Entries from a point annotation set
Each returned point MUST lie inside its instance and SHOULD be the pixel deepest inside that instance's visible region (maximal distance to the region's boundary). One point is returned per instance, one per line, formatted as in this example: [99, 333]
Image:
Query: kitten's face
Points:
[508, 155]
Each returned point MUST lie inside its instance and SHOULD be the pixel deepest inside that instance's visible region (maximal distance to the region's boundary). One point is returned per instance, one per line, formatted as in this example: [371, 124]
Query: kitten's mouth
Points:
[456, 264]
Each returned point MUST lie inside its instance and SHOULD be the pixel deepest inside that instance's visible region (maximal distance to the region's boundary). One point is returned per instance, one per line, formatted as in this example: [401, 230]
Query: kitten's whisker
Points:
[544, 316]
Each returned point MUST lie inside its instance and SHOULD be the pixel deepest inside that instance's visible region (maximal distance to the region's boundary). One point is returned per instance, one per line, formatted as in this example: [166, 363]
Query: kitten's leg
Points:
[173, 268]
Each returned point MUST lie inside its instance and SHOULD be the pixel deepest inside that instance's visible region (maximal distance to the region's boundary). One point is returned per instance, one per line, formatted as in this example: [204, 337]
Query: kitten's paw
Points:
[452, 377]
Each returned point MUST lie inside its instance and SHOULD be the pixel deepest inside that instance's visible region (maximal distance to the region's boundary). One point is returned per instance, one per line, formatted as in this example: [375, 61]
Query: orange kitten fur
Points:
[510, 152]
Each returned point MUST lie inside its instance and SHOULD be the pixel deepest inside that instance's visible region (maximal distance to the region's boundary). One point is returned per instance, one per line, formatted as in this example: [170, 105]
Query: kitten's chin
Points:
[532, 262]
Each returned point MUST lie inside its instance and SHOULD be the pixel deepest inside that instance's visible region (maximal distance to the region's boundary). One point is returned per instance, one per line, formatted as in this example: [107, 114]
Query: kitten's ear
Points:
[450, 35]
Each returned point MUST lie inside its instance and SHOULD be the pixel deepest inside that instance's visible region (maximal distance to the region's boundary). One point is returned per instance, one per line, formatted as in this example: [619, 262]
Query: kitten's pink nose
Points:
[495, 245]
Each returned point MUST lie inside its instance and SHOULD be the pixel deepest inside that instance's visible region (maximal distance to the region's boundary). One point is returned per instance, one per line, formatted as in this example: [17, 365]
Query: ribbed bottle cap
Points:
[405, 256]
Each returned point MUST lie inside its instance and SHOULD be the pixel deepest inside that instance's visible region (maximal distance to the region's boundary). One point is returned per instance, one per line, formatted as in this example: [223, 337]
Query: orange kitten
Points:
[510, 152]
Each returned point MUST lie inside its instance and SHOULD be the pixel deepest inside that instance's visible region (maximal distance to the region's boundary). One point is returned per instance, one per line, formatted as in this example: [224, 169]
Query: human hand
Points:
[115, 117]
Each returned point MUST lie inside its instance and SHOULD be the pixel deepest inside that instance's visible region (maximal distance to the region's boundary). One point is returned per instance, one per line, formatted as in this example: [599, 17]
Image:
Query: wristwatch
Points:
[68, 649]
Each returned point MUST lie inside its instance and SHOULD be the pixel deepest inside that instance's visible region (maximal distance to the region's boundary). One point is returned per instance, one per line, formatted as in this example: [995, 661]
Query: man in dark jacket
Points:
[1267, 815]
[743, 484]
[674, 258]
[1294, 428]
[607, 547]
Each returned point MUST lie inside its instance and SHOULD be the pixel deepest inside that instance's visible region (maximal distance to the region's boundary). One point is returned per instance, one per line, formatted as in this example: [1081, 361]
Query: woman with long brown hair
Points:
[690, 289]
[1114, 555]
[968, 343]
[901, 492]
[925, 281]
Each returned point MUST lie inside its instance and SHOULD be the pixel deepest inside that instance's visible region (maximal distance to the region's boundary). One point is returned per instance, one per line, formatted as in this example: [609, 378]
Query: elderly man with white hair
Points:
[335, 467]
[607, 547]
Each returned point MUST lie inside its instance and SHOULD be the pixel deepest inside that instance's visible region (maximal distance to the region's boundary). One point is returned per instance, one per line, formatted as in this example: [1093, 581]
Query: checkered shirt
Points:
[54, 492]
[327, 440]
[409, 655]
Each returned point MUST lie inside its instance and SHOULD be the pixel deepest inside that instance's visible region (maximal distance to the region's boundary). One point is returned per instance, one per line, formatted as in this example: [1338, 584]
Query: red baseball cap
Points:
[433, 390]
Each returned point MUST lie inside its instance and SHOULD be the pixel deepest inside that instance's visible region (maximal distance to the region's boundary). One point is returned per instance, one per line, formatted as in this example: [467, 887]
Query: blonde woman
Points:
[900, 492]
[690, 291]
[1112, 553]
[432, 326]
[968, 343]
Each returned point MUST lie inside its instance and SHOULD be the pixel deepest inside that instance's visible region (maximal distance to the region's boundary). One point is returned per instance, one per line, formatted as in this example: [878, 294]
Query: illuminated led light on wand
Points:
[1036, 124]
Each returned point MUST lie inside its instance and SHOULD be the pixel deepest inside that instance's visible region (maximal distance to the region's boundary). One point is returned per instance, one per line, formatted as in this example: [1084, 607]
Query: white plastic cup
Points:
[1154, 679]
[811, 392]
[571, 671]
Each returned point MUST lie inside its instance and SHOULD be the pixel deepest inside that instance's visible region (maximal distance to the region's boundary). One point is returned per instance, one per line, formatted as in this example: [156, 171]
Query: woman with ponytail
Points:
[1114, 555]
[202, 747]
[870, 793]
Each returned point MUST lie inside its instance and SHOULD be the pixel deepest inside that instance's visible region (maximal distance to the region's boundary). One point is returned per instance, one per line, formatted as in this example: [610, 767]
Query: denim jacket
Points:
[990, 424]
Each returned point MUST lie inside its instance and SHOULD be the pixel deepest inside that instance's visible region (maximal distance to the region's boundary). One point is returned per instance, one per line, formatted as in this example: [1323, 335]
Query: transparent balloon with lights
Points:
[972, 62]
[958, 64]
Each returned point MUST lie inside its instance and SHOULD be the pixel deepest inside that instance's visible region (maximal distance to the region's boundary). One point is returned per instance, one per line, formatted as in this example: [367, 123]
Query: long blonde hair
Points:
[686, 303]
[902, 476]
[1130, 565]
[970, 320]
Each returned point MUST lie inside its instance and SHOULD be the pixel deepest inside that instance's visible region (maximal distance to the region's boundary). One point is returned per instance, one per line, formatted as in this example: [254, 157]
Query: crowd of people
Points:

Work to complete :: Quote all of these lines without any change.

Output ::
Each returned point MUST lie inside its instance and SHOULD be the pixel deepest inside that instance's visible region (maximal distance to the region's boundary). One point is returned per instance, one per line, formatted as in this example: [99, 333]
Image:
Query: kitten's face
Points:
[508, 155]
Each returned point MUST lie inside its instance and SHOULD be the pixel deepest inside that instance's visible region (maximal distance to the region's boundary). One point is returned per instance, one per line, formatted as in this example: [371, 124]
Query: kitten's mouth
Points:
[456, 264]
Each returned point MUST lie inside its instance and SHOULD be the pixel deepest inside that instance's visible region (maximal distance to the region's boundary). One point is returned per instance, one per line, formatted as in this example: [401, 230]
Query: kitten's whisker
Points:
[544, 316]
Each returned point MUST lie inside its instance and SHOULD be the pixel deepest inside that instance's visible region (maximal distance to the region's boundary). One point is returned per instance, one per line, formatted as in this example: [166, 363]
Query: kitten's leg
Points:
[173, 268]
Each returned point MUST lie inside its instance and SHOULD be the pixel deepest inside that instance's visible region (maximal distance to the region's boundary). One point is returned per instance, one per line, formatted as in this example: [204, 337]
Query: kitten's paw
Points:
[452, 377]
Each returned point MUST lie inside its instance and SHOULD be the pixel deepest inside that instance's visible region (maximal distance to the region's boundary). One point is returned per instance, one per line, formatted as in this example: [375, 61]
Query: orange kitten fur
Points:
[510, 152]
Each returned point MUST lie inside its instance and SHOULD be the pixel deepest inside that instance's visible region (maximal distance to the region's boundary). One point is returned per instance, one per line, formatted as in this example: [170, 105]
Query: kitten's chin
Points:
[532, 262]
Each returned point MUST lie inside its instance and SHOULD be the pixel deepest inside that instance's visible region (maximal distance to the region's boundary). One point is returned per instance, one per line, formatted as in this example: [107, 114]
Query: kitten's ear
Points:
[450, 35]
Each returned point MUST lie inside its instance and SHOULD be the pixel deepest inside that instance's visible region (maximal distance to the region's boundary). One point is returned per instance, one per line, formatted as in this example: [619, 262]
Query: kitten's pink nose
Points:
[495, 245]
Each returned point MUST lie inside its instance and SHOULD be the pixel deepest inside that instance's visible region (maximal distance to the region's boundary). One point is returned per instance, one per line, formatted as in this example: [17, 365]
Query: ribbed bottle cap
Points:
[405, 256]
Each returned point MUST lie inside its instance and SHOULD be the pixel deepest inside that instance's visible region (maximal distance to the region's boundary). One point is returned per instance, one per line, formatted as in this example: [223, 337]
Query: orange kitten
Points:
[510, 152]
Each returned point MUST lie inside its instance and SHOULD be the pixel deepest inside that instance's visible region (maximal distance to the region's boundary). One point is returned per instance, one per line, formatted as in this example: [224, 169]
Query: human hand
Points:
[115, 117]
Each returned point MUST lie inside its instance and SHOULD be the pixel deepest inside that instance's visible region (maximal distance to the region's boundary). One point is returned per instance, one per line, formatted as in this example: [599, 17]
Image:
Query: wristwatch
Points:
[68, 649]
Each returned point MUST lie inside its instance and SHOULD be the pixel deepest inside that instance's visible region (maximal distance to the region's boundary). One point is returned per instance, one per line, formatted as in this example: [995, 661]
Query: man in dark jacket
Points:
[1267, 815]
[743, 484]
[674, 258]
[1294, 428]
[607, 547]
Each returned point MUST lie inside its instance and SHOULD be the pixel deepest inside that instance's visible region (maximal distance to the region's boundary). One point is returned per instance, one per line, formatted as in this example: [1081, 361]
Query: woman with long brown hair
Points:
[690, 289]
[1114, 555]
[968, 343]
[901, 492]
[925, 281]
Each returned point MUST lie inside its instance and SHOULD be the pixel deepest inside that instance's visible region (maximal distance to the region's boundary). One point is returned per instance, one per line, formatted as in this example: [609, 378]
Query: elderly man with white hair
Points:
[335, 467]
[607, 547]
Each returned point MUST lie inside its instance and SHOULD be the pixel deepest inside that instance's visible region (maximal distance to the region's boundary). One point is returned per instance, one per line, formatted as in this example: [1093, 581]
Query: checkered shirt
Points:
[54, 492]
[327, 440]
[409, 655]
Each returned point MUST lie inside its instance and SHOULD be the pixel deepest inside that instance's visible region (maximal distance to the region's boundary). One point is returned per instance, one per line, formatted as in this example: [1338, 584]
Query: red baseball cap
Points:
[433, 390]
Each returned point MUST lie inside its instance and SHOULD be the pixel deepest inside that instance's visible region (maximal distance to the region's boundary). One point is returned per instance, one per line, formatted as in this example: [467, 887]
Query: blonde woman
Points:
[900, 492]
[690, 291]
[1112, 553]
[432, 326]
[968, 343]
Each returned point MUST lie inside its instance and SHOULD be the pixel deepest inside that instance's visible region (maximal distance to the region's boundary). One point is returned per instance, one per line, formatted as in this example: [878, 294]
Query: illuminated led light on wand
Points:
[1036, 124]
Each returned point MUST lie inside its instance and SHOULD be the pixel deepest inside that instance's visible region (maximal distance to the region's boundary). One point is returned per instance, one per line, formatted as in this example: [1084, 607]
Query: white plastic cup
Points:
[1154, 679]
[811, 392]
[571, 671]
Each returned point MUST lie inside its instance and SHOULD be the pixel deepest inside that instance's visible region (maximal distance to the region's boundary). One point is returned per instance, one per line, formatted as in this example: [156, 171]
Query: woman with ponytail
Points:
[1114, 555]
[202, 747]
[870, 793]
Each returned point MUST lie inside its instance and SHOULD be the pixel deepest inside that instance's visible region (maximal distance to the region's boundary). One point is returned per instance, one per line, formatted as in this example: [610, 767]
Query: denim jacket
Points:
[990, 424]
Each returned point MUST lie inside its instance and SHOULD be the pixel deepest inside that instance's visible region (maximal distance to the region's boundary). One point is returned per instance, one per line, formatted as in this example: [1323, 335]
Query: transparent balloon with lights
Points:
[972, 62]
[958, 64]
Each returned point MUST lie inside its instance and SHOULD be the pixel deepest inside that instance's visible region (maximal distance to the region's boundary). One point is returned per instance, one per line, formatted as in this example: [367, 123]
Query: long blonde hair
Points:
[686, 303]
[902, 476]
[1130, 565]
[970, 320]
Each returned point MUST lie inside its instance and SHOULD be the pixel deepest inside that instance's visible region (maximal distance to the region's boundary). One point is returned per instance, one per line, formatted as in this example: [254, 157]
Query: crowd of people
Points:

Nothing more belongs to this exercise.